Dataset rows
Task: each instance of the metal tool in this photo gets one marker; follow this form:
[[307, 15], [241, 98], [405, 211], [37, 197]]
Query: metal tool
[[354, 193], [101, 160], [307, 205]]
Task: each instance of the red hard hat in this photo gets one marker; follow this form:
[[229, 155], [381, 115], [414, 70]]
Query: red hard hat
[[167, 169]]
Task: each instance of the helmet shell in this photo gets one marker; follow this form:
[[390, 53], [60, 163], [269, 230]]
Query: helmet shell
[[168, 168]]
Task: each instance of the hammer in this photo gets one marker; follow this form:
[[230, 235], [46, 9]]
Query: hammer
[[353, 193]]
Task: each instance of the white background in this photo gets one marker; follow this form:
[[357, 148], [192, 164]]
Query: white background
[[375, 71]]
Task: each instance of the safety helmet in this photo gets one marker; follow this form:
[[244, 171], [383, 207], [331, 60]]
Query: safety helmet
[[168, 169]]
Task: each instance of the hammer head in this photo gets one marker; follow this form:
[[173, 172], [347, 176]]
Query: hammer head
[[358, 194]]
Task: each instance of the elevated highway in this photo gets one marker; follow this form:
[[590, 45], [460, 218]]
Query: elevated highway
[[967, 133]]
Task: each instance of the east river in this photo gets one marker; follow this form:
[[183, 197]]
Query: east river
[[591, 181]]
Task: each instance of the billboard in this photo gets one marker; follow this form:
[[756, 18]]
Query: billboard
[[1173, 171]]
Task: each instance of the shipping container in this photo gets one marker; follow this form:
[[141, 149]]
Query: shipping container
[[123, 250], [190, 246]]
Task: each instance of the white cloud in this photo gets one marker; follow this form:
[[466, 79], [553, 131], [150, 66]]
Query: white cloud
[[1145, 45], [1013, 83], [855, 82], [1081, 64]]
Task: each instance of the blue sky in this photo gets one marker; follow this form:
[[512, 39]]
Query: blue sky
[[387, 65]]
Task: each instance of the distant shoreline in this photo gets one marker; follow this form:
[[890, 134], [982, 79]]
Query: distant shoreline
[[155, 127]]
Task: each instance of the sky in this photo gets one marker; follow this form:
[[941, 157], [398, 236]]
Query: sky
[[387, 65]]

> Written instruction: Copy all of the material above, line by line, without changing anything.

> Task answer:
Task: each instance of the metal tool in this photo gets one marker; follow this form:
[[307, 15], [241, 98], [405, 211], [37, 197]]
Query: metal tool
[[354, 193], [101, 160], [307, 205]]
Task: each instance of the red hard hat in this photo gets one marker; follow this form:
[[229, 155], [381, 115], [414, 70]]
Query: red hard hat
[[167, 169]]
Task: each instance of the helmet shell in this photo gets one marker; follow this form:
[[390, 53], [60, 163], [269, 230]]
Query: helmet shell
[[168, 168]]
Task: each instance of the hammer in this photo gets one marker; follow this form:
[[230, 235], [46, 9]]
Query: hammer
[[353, 193]]
Task: each instance of the white background in this photo gets one marker; follow this form:
[[357, 148], [192, 164]]
Query: white background
[[375, 71]]
Task: each instance of the safety helmet in this photo gets one marker; follow this form:
[[244, 171], [383, 207], [331, 60]]
Query: safety helmet
[[168, 169]]
Task: each instance of the hammer head in this photo gets one marker; follow this form:
[[173, 172], [347, 176]]
Query: hammer head
[[358, 194]]
Task: each instance of the elevated highway in this photo gets one marker; follow this form:
[[590, 45], [460, 218]]
Query: elevated highway
[[967, 133]]
Task: each instance of the east river in this photo gets one marker; follow this form:
[[183, 197]]
Query: east river
[[591, 181]]
Task: each instance of the billboard in this photo gets one marker; follow this form:
[[756, 18]]
Query: billboard
[[1173, 171]]
Task: each instance of the shipping container in this photo gets one marker; follow this form:
[[141, 149]]
Query: shipping container
[[123, 250], [190, 246]]
Task: each instance of the white cloud in this photo gets one marker; follow this form:
[[466, 79], [553, 131], [150, 66]]
Query: white cloud
[[1145, 45], [1013, 83], [855, 82], [1081, 64]]
Task: each instance of the blue sky in this photo gets one marker; follow this form:
[[512, 39]]
Query: blue sky
[[387, 65]]
Task: each instance of the distant shoreline in this photo gets one marker; follow this form:
[[890, 134], [982, 79]]
Query: distant shoreline
[[155, 127]]
Task: each instance of the sky in this photo gets one marker; follow this form:
[[941, 157], [398, 236]]
Query: sky
[[387, 65]]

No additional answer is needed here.